Task statement -
Return the lines below exactly as they appear, please, starting with the first and ending with the one that contains "the football helmet, each".

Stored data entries
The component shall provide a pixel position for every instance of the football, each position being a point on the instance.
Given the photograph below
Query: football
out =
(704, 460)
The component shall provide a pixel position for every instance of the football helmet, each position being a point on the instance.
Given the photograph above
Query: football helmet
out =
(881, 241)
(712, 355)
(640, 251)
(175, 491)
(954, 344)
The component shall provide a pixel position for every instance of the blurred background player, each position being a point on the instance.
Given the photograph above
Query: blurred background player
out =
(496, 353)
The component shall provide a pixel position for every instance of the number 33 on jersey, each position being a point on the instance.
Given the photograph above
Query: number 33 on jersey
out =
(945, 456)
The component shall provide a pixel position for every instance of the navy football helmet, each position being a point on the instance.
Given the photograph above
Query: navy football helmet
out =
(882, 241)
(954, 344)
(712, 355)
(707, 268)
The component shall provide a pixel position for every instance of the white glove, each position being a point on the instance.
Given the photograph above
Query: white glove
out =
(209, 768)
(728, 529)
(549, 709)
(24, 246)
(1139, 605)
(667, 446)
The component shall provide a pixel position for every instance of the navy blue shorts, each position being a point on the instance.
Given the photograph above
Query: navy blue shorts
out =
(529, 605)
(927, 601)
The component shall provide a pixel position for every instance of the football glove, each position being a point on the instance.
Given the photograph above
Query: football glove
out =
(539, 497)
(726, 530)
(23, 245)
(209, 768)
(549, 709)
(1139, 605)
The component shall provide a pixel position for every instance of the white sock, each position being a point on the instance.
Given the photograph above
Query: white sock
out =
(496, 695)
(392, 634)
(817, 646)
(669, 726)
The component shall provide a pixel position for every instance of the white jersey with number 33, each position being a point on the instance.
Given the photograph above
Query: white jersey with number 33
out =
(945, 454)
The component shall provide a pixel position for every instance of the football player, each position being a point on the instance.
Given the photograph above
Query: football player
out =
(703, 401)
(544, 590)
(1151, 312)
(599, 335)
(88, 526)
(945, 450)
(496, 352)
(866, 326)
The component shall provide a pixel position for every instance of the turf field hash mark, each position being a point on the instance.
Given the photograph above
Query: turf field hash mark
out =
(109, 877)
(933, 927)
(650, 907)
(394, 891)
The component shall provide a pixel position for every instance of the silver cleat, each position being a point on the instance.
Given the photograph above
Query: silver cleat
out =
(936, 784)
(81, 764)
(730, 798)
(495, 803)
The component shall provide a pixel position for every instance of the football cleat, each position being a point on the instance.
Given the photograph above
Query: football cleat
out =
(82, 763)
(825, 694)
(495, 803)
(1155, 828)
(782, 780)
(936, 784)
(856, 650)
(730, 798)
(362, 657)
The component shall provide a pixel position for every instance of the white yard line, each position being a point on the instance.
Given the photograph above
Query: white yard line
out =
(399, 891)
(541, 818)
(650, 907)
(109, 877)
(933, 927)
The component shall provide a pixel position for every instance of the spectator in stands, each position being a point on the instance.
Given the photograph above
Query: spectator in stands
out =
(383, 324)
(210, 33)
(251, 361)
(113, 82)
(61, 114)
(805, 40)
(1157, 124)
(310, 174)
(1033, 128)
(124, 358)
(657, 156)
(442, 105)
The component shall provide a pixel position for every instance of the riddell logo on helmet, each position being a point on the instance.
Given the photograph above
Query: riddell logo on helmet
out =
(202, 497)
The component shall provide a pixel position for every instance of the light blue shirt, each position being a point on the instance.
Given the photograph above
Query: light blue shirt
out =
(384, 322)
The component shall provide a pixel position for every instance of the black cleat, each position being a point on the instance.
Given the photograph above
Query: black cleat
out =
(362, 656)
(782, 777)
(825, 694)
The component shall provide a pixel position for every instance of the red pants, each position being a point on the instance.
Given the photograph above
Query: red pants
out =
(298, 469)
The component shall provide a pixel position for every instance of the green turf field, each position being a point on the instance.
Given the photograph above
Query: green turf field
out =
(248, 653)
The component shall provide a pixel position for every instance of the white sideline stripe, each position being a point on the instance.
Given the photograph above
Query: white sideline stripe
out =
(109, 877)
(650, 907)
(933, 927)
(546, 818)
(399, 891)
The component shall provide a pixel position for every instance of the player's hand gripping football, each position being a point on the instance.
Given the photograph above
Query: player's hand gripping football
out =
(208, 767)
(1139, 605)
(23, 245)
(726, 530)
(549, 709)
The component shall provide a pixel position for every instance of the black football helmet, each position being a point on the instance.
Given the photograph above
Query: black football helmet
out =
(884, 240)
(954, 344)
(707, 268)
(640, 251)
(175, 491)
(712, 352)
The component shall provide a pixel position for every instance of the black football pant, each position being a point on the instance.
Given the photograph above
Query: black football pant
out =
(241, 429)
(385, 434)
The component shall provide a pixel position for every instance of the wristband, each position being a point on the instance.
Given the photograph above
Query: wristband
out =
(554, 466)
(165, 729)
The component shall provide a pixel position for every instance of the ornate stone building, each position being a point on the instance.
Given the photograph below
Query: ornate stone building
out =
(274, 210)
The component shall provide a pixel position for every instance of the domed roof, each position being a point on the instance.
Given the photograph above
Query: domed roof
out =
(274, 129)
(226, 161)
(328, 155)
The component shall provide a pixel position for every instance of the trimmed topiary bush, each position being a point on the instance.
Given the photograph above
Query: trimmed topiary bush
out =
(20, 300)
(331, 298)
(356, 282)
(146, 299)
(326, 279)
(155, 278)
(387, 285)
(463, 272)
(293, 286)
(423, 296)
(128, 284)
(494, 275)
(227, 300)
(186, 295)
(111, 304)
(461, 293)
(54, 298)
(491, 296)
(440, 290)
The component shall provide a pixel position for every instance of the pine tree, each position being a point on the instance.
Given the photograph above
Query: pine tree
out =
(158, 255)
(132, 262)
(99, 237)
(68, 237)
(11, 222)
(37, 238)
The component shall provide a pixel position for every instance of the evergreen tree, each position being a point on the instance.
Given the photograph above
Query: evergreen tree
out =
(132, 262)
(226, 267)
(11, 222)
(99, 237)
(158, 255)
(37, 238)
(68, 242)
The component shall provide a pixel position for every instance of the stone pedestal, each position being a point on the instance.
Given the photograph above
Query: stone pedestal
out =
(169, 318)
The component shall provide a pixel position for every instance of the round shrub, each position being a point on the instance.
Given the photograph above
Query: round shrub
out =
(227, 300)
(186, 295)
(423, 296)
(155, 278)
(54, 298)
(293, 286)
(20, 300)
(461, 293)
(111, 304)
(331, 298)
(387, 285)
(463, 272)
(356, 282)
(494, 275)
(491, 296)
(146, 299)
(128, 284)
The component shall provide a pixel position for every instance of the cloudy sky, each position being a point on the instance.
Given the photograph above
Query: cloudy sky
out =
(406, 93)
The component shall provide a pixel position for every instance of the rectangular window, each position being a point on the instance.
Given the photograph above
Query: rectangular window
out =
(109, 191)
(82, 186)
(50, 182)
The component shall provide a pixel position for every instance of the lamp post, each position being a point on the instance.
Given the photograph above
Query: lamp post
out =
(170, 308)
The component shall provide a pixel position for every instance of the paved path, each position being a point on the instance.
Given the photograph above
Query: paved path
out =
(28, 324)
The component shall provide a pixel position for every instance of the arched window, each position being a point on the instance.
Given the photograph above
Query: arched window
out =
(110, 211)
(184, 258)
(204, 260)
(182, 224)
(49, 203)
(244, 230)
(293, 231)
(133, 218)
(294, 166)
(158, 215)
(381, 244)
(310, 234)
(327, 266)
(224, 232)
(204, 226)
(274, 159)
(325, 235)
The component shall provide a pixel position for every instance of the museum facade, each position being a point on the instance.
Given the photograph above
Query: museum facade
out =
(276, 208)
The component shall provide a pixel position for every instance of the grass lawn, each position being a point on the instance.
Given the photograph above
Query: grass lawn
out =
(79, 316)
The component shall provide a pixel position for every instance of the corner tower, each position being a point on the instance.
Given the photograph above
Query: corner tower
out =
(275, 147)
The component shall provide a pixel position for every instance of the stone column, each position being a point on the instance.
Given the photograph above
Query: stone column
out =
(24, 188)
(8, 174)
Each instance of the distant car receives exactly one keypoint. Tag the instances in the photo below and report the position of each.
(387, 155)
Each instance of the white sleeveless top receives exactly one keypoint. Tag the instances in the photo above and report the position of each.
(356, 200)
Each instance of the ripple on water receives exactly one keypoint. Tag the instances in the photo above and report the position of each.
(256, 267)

Response for this exercise -
The component shall provide a pixel position for every instance of the football, each position being a point on the instance.
Given the photograph below
Query: football
out =
(704, 460)
The component shall provide a pixel position for every instance of the football helmet, each position being a point on the instance.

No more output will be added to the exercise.